## Aufgabe
Schreibe den Textauszug über die Frage des Johannes an Jesus weiter und beginne direkt nach seinem letzten Satz.

## Textauszug

+++

Erfüllt Jesus die Hoffnungen?

Nun sitzt Johannes im Gefängnis und seine Jünger halten ihn auf dem Laufenden, was draußen in der Welt vorgeht. Alles von Jesus interessiert ihn. Es geht ja schließlich um seine große Hoffnung. Es geht um sein Lebenswerk.
Und nun heißt es, er habe einige seiner Jünger zu Jesus hingeschickt, um ihn zu fragen: „Bist du der, der da kommen soll?" Auf deutsch: „Bist du der Messias? Bist du der von Gott Gesandte? Wirst du Gottes Gerechtigkeit zum Durchbruch verhelfen? Oder bist du's nicht und wir müssen auf einen anderen warten?“
Und so kommen sie zu Jesus. Doch der schickt sie nicht mit einer klaren Antwort, mit einem klaren Ja oder einem klaren Nein nach Jerusalem zurück, sondern sagt nur: Schaut euch um, macht euch selbst ein Bild und erzählt es Johannes weiter, damit er sich ein Bild machen kann: Blinde, die mir begegnet sind, können wieder sehen. Gelähmte können wieder laufen. Aussätzige sind gesund geworden. Taube können wieder hören. Tote sind ins Leben zurückgekehrt. Und die Armen und die Außenseiter schöpfen auf einmal wieder Mut. Ihnen gilt die gute Botschaft von dem Gott, der sie liebt.

+++

## Zeilen

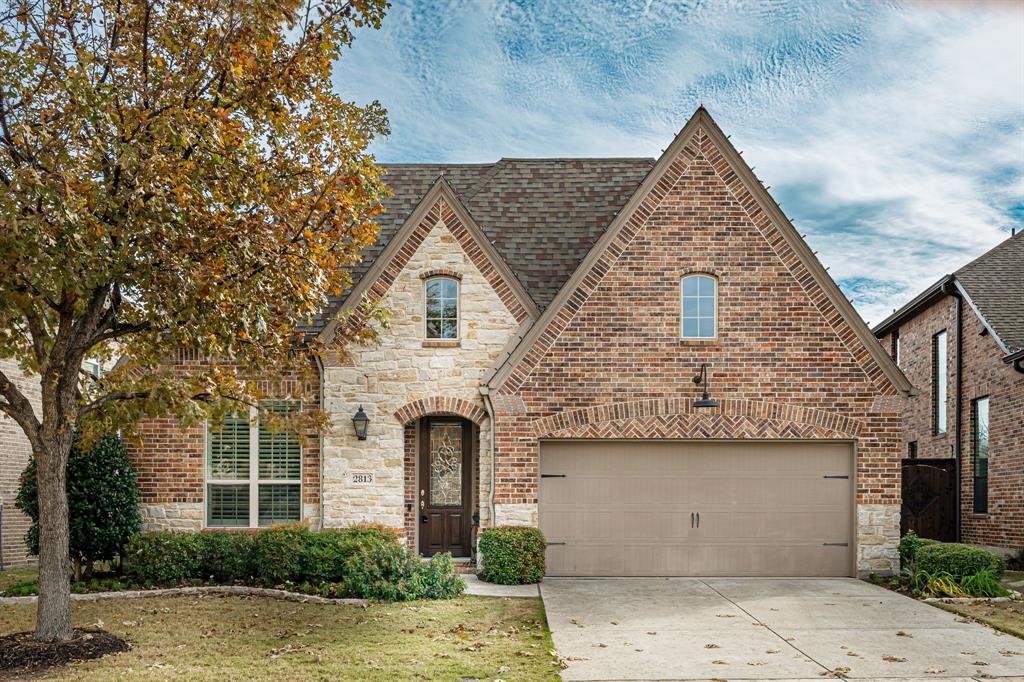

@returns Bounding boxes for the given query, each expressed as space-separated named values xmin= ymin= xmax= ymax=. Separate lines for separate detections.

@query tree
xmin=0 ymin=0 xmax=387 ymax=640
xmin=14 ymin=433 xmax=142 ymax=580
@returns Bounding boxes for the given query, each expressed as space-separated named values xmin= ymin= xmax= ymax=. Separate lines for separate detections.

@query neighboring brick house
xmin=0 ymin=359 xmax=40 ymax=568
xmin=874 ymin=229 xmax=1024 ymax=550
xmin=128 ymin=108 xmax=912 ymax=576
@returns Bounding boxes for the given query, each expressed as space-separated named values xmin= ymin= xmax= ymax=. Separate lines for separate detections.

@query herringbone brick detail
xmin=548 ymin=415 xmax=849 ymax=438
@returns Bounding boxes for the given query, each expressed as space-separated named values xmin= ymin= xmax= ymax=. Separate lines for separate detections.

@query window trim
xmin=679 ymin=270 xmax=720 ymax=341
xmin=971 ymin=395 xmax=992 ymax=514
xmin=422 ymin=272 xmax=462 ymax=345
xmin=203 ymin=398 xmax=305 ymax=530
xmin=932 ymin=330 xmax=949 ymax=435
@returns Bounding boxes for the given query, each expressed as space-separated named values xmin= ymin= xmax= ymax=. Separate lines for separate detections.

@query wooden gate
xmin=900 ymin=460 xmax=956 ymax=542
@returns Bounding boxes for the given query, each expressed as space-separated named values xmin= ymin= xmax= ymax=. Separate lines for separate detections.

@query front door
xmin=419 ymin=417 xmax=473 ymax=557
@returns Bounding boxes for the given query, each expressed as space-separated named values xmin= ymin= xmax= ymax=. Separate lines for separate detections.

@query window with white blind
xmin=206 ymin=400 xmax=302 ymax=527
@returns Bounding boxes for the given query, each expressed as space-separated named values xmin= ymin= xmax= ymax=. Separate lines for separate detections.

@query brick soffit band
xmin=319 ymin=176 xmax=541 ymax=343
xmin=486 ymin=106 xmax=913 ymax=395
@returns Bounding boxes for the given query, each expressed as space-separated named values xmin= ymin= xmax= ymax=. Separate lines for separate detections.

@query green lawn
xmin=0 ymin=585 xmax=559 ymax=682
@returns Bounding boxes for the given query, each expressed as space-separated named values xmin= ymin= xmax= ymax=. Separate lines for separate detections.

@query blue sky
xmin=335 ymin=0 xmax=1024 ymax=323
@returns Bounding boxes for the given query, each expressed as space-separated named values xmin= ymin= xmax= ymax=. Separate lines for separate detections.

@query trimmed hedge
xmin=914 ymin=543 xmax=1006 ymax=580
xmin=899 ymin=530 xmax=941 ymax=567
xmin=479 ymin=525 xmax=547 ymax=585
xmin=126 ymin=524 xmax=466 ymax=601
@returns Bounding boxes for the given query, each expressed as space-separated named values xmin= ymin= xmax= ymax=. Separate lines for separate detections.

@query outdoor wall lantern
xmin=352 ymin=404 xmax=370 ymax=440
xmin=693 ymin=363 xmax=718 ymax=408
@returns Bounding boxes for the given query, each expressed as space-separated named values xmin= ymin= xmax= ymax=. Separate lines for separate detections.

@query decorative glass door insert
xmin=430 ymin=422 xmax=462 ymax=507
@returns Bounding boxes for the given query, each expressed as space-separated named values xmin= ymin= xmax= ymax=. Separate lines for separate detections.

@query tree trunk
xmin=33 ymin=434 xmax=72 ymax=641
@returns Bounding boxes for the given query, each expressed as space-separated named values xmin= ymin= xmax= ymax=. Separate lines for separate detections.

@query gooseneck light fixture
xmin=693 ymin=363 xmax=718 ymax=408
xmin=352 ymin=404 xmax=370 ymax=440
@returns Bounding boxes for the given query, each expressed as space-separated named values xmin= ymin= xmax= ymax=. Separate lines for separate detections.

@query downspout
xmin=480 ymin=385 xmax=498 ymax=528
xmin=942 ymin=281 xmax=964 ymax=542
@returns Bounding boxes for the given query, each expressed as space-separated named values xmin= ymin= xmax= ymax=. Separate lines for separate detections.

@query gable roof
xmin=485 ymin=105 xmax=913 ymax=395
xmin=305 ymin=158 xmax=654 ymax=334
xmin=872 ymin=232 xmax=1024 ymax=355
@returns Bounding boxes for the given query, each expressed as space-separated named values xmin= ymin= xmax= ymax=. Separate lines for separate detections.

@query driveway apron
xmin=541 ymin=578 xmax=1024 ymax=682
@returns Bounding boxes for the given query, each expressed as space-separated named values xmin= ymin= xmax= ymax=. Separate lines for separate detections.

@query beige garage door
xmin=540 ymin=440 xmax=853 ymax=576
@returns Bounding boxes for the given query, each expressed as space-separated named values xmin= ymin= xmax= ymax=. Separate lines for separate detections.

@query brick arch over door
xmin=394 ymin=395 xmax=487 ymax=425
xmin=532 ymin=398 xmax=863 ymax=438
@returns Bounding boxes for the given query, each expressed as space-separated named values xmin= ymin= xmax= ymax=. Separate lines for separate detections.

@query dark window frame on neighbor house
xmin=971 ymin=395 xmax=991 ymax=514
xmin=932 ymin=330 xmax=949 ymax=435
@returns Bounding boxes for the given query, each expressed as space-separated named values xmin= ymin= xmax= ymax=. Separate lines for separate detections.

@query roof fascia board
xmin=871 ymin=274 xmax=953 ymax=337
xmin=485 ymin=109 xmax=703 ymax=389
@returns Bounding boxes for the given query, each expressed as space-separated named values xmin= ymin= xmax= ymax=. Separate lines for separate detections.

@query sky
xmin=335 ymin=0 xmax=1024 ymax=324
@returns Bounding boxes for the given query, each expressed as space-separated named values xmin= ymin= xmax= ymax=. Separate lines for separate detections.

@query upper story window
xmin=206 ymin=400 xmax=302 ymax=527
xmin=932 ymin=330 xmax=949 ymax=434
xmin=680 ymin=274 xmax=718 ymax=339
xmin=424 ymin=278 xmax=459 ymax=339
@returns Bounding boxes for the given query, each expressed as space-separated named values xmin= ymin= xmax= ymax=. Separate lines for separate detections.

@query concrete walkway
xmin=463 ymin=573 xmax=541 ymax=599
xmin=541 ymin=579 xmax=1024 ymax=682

+++

## Ergebnis
Auf deutsch: Schaut euch um. Sind das nicht alles kleine Zeichen von Gottes Gerechtigkeit? Sind das nicht Dinge, die sich die Propheten des Alten Testamentes von der kommenden Heilszeit erwartet haben? Reicht euch das oder reicht es euch noch nicht?

Jesus kein politischer Heilsbringer

Es ist nicht ganz klar, weswegen Jesus auf die Frage nach dem Messias einem klaren Ja oder Nein ausweicht. Er tut es ja nicht nur an dieser Stelle hier, sondern auch in anderen Situationen.
Ein Grund ist vermutlich, dass es ihm nicht um sich als Person geht, sondern um Gott selber. Wenn Menschen gegen alle Vernunft gesund geworden sind, dann ist das nicht seine Leistung wie die eines großen Zauberers, sondern es ist allein Gottes Tat. Er ist nur der Mittler. Er hat die Menschen und Gott zusammengebracht. Einen Personenkult wollte Jesus offenbar nicht.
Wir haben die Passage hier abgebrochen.